TASK STATEMENT
Copy every line of the listing below word for word.
•••
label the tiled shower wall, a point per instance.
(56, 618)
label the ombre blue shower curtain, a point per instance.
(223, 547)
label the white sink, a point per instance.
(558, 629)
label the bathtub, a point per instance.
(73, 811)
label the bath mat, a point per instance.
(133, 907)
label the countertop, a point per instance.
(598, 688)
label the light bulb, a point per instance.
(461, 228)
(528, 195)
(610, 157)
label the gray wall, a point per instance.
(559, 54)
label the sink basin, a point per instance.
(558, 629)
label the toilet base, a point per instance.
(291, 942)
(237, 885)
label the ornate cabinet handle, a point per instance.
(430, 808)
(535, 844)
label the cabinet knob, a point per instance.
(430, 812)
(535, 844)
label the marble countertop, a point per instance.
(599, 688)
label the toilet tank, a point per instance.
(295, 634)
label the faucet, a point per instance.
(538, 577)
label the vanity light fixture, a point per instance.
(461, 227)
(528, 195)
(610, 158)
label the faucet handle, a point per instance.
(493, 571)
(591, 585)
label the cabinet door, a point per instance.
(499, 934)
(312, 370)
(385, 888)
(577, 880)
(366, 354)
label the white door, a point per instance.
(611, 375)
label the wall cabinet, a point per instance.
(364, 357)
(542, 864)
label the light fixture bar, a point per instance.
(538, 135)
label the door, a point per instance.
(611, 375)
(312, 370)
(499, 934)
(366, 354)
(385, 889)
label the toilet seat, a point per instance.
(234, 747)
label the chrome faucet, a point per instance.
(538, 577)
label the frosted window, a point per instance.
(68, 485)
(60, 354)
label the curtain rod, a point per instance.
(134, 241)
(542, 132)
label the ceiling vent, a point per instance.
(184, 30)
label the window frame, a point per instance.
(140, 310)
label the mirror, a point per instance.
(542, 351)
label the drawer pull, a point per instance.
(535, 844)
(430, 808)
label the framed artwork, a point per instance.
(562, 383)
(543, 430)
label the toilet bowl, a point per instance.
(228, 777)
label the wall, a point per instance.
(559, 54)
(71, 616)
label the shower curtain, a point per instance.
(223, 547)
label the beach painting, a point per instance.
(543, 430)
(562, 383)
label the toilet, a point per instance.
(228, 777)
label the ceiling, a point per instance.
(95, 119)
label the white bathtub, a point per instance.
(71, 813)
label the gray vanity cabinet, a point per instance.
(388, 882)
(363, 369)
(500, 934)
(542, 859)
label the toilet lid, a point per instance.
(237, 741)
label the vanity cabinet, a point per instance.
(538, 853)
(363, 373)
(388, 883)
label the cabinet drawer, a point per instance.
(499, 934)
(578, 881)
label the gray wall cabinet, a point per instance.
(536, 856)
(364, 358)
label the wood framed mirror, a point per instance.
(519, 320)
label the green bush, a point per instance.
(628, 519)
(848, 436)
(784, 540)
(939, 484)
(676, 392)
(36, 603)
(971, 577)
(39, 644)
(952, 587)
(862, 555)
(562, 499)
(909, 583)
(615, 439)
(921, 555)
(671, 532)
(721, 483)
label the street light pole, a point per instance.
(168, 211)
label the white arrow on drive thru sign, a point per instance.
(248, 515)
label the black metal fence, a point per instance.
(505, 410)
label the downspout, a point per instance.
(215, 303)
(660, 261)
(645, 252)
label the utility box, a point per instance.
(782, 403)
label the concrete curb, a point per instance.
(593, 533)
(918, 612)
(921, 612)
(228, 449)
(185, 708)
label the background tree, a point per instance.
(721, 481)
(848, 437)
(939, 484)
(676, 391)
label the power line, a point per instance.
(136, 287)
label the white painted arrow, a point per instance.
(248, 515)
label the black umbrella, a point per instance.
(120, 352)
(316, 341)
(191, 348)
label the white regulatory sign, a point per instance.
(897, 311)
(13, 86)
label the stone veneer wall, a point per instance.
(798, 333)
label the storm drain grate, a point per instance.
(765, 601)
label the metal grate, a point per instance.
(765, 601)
•••
PROBLEM SOLUTION
label the tiled shower wall, a point per instance.
(56, 618)
label the ombre blue shower curtain, a point per instance.
(223, 547)
label the white sink, a point per instance.
(558, 629)
label the bathtub, a point per instance.
(73, 811)
label the bath mat, a point per instance.
(133, 907)
label the countertop, a point per instance.
(598, 688)
label the light bulb, a point per instance.
(461, 228)
(528, 195)
(610, 157)
label the gray wall, a point per instance.
(559, 54)
label the sink basin, a point per instance.
(558, 629)
label the toilet base, a point per instance.
(291, 942)
(237, 885)
label the ornate cabinet handle, a point per instance.
(430, 808)
(535, 844)
label the cabinet knob, a point per instance.
(430, 812)
(535, 844)
label the marble countertop, a point per instance.
(599, 688)
label the toilet tank, a point per instance.
(295, 634)
label the faucet, a point per instance.
(538, 577)
label the vanity light fixture, a point per instance.
(461, 227)
(528, 195)
(610, 158)
label the faucet handle, a point per instance.
(493, 571)
(591, 585)
label the cabinet door, a point per instance.
(499, 934)
(312, 370)
(385, 888)
(577, 880)
(366, 354)
label the white door, a point per instance.
(611, 375)
label the wall cabinet, a point per instance.
(364, 357)
(542, 864)
label the light fixture bar, a point per instance.
(538, 135)
label the door, a point per instance.
(611, 375)
(312, 370)
(499, 934)
(366, 354)
(385, 889)
label the toilet seat, a point per instance.
(234, 747)
label the chrome faucet, a point per instance.
(538, 577)
label the frosted window, a point per instance.
(68, 485)
(60, 354)
label the curtain rod, a point per instance.
(134, 241)
(542, 132)
label the ceiling vent, a point per instance.
(184, 30)
label the window frame, a point per instance.
(140, 310)
label the mirror, a point per instance.
(542, 351)
label the drawer pull, a point per instance.
(535, 844)
(430, 808)
label the framed artwork, a point per instance.
(562, 383)
(543, 430)
label the toilet bowl, a point per instance.
(228, 777)
label the wall, a point per instance.
(559, 54)
(71, 616)
label the shower curtain, a point per instance.
(223, 547)
label the beach painting, a point per instance.
(543, 430)
(562, 383)
label the toilet, a point per instance.
(228, 777)
label the ceiling, a point per instance.
(95, 119)
label the white bathtub, a point per instance.
(71, 813)
label the gray vanity cabinet, a point per instance.
(388, 882)
(363, 369)
(500, 934)
(542, 859)
label the toilet lid, a point per instance.
(237, 741)
label the vanity cabinet, a point per instance.
(538, 853)
(363, 373)
(388, 883)
label the cabinet drawer, a point per instance.
(499, 934)
(578, 881)
label the gray wall cabinet, a point per instance.
(536, 856)
(364, 358)
label the wood framed mirror, a point per instance.
(519, 320)
label the green bush, a point per instance.
(628, 519)
(848, 436)
(784, 540)
(939, 484)
(676, 392)
(36, 603)
(971, 577)
(39, 644)
(952, 587)
(862, 555)
(562, 499)
(909, 583)
(615, 439)
(921, 555)
(671, 532)
(721, 483)
label the street light pole, a point per instance.
(168, 211)
label the white arrow on drive thru sign, a point per instance.
(248, 515)
label the black metal fence, a point per instance.
(505, 410)
label the downspout, a point per instance.
(215, 303)
(660, 261)
(645, 252)
label the utility box, a point per instance.
(782, 403)
label the concrete curb, a point per instance.
(593, 533)
(918, 612)
(921, 612)
(228, 449)
(185, 708)
label the background tree, a point per instance.
(721, 481)
(848, 437)
(939, 484)
(676, 391)
label the power line, a point per instance.
(136, 287)
label the white painted arrow, a point per instance.
(248, 515)
label the black umbrella, a point per instance.
(120, 352)
(316, 341)
(191, 348)
label the white regulatory sign, a point per instance.
(897, 311)
(13, 86)
label the stone veneer wall, a point per instance.
(798, 333)
label the storm drain grate, a point per instance.
(765, 601)
label the metal grate, a point per instance.
(765, 601)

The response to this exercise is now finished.